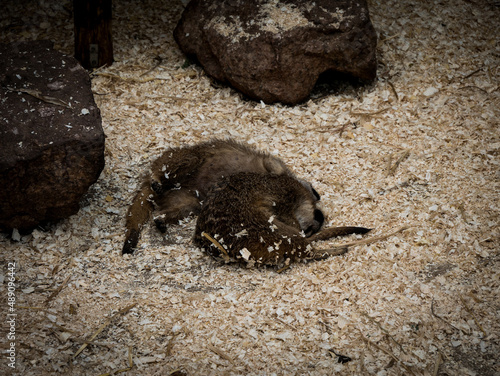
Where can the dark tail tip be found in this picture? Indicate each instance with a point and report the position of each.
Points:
(131, 242)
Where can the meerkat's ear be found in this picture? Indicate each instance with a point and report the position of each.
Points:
(274, 165)
(310, 188)
(309, 217)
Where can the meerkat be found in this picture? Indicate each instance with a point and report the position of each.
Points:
(262, 219)
(181, 177)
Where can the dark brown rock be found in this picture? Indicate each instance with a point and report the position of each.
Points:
(51, 135)
(276, 50)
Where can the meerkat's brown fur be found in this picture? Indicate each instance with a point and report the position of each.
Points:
(260, 219)
(181, 177)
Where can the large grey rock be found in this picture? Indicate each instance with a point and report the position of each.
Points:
(275, 50)
(52, 142)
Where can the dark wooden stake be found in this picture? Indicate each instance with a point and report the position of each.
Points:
(93, 40)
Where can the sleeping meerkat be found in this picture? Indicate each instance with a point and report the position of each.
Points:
(262, 219)
(181, 177)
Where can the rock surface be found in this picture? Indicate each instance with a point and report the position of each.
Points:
(52, 138)
(275, 50)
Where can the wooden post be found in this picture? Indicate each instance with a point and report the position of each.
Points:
(93, 40)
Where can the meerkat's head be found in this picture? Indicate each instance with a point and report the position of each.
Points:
(309, 216)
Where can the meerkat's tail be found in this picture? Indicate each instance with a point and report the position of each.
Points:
(138, 214)
(332, 232)
(340, 249)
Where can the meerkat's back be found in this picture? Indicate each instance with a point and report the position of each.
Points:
(181, 177)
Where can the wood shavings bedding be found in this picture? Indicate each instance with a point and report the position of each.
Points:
(423, 302)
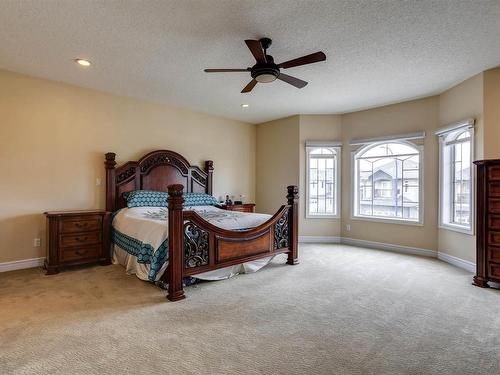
══════════
◆ WHAT TO WORK ON
Report how many lines of the records hold the word "wooden", and supply no other text.

◆ ANSWER FOR THIS EXERCISE
2